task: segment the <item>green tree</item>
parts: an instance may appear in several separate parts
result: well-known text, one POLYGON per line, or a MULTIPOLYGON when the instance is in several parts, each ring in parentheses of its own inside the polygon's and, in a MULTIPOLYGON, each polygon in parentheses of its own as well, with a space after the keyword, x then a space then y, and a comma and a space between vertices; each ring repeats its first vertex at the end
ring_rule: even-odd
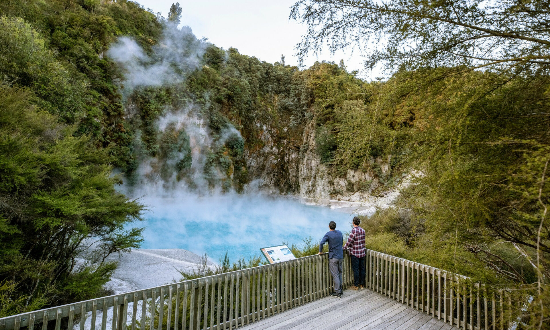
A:
POLYGON ((0 85, 0 283, 15 301, 4 315, 100 294, 116 266, 106 257, 142 240, 127 227, 143 206, 116 190, 107 150, 35 98, 0 85))
POLYGON ((550 66, 550 7, 542 0, 301 0, 290 16, 307 26, 301 59, 328 43, 332 52, 360 48, 369 68, 550 66))
POLYGON ((182 19, 182 7, 179 7, 179 3, 173 3, 170 6, 170 11, 168 12, 168 21, 173 22, 176 25, 179 25, 182 19))

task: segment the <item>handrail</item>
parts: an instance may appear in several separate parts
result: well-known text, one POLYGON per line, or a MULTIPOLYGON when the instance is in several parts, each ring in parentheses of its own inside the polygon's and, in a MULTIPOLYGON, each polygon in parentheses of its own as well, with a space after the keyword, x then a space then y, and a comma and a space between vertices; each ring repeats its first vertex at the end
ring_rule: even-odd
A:
MULTIPOLYGON (((344 287, 350 269, 346 255, 344 287)), ((328 254, 316 255, 3 317, 0 330, 84 330, 87 321, 90 330, 233 328, 325 296, 332 285, 328 254)))
MULTIPOLYGON (((528 299, 371 250, 366 261, 366 288, 465 330, 508 329, 518 317, 513 298, 528 299)), ((303 257, 4 317, 0 330, 234 329, 328 295, 328 266, 327 254, 303 257)), ((345 253, 344 288, 350 270, 345 253)))
POLYGON ((366 287, 464 329, 508 329, 529 295, 367 250, 366 287))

WHAT THE TASK REQUIRES: Rewrite the lines above as a numbered list, leaving out any blank lines. Include every line, but leave the pictures out of your answer.

OUTPUT BELOW:
1. task: segment the <item>green tree</item>
2. parts: an instance may appear in several separate parts
3. result: well-known text, one POLYGON per line, or a MULTIPOLYGON when the instance is in several parts, each ring in parentheses of its own inside the polygon's and, in a MULTIPOLYGON, each polygon in parentheses of its own as well, with a space after the keyword, x then a space then y, and a comma and a space between vertices; each ring repeats its first vertex at the end
4. ring_rule: even-odd
5. A:
6. POLYGON ((0 85, 0 283, 15 301, 4 315, 100 294, 116 266, 106 257, 142 240, 127 227, 143 206, 116 190, 107 150, 35 98, 0 85))
7. POLYGON ((550 66, 550 7, 542 0, 301 0, 290 16, 307 26, 301 59, 328 43, 332 52, 360 48, 369 68, 550 66))
8. POLYGON ((182 19, 182 7, 179 7, 179 3, 173 3, 170 6, 170 11, 168 12, 168 21, 173 22, 176 25, 179 25, 182 19))
9. task: segment the <item>handrail</item>
10. parts: an instance may appear in several separate parts
11. result: well-known text, one POLYGON per line, or a MULTIPOLYGON when the instance is in several parts, each ring in parentheses of its own inside the polygon's and, in a MULTIPOLYGON, each polygon in parentheses of its own as well, with a space after the keyword, x then a space then y, and a comma and a space between vertices; each ring repeats its first vertex at the end
12. ring_rule: even-odd
13. A:
14. MULTIPOLYGON (((344 287, 350 269, 346 255, 344 287)), ((328 254, 316 255, 3 317, 0 330, 84 330, 87 321, 90 330, 233 328, 325 296, 332 285, 328 254)))
15. MULTIPOLYGON (((528 299, 371 250, 366 261, 366 288, 465 330, 508 329, 518 317, 513 298, 528 299)), ((303 257, 4 317, 0 330, 234 329, 328 295, 328 266, 327 254, 303 257)), ((345 253, 344 288, 350 270, 345 253)))
16. POLYGON ((366 287, 464 329, 508 329, 529 295, 367 250, 366 287))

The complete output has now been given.